**Problem details:**
Reproduce verbatim the lines of the records from the one containing "Where can you spot the white saucer?" through the one containing "[[116, 53]]", including both, and nothing else.

-- START Material shown --

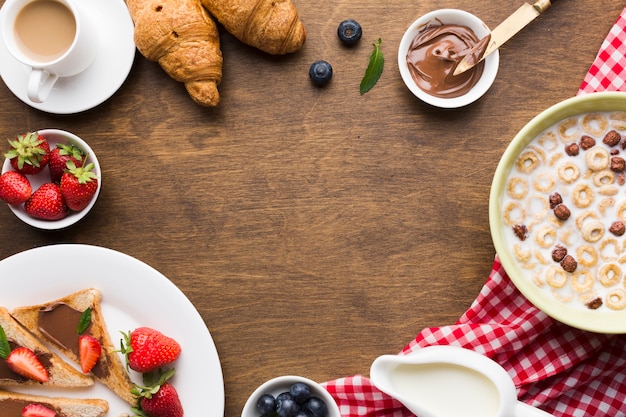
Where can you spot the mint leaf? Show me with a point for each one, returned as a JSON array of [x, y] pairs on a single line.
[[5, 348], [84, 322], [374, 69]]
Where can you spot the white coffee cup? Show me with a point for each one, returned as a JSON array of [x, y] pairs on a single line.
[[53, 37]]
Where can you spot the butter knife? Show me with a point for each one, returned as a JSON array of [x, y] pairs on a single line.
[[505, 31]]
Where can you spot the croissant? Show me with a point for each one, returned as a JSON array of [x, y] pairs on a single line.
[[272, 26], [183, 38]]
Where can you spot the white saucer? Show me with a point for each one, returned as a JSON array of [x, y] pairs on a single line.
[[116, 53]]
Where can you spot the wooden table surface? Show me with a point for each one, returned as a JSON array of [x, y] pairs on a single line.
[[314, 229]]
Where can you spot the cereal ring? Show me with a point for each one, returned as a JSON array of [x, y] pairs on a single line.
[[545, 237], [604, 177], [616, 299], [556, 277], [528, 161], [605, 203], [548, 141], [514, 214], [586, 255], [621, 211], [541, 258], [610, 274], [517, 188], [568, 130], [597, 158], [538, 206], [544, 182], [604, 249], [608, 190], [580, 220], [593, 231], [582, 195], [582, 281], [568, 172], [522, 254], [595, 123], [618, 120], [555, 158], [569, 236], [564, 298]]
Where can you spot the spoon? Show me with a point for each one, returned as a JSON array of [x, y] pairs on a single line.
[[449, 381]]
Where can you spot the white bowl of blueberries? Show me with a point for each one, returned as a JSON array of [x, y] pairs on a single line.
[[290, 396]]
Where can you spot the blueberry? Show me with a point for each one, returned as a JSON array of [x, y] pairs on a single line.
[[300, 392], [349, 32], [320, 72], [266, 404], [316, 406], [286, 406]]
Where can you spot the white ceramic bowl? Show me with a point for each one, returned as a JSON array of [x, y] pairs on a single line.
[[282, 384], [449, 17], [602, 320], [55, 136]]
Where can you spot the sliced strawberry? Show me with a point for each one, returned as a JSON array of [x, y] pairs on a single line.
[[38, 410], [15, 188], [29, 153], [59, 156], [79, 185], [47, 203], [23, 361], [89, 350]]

-- END Material shown --

**Exercise result:**
Where can you spot the white saucer? Show me with a point for each one, returned as a JSON array of [x, y] pairs on a single line.
[[116, 53]]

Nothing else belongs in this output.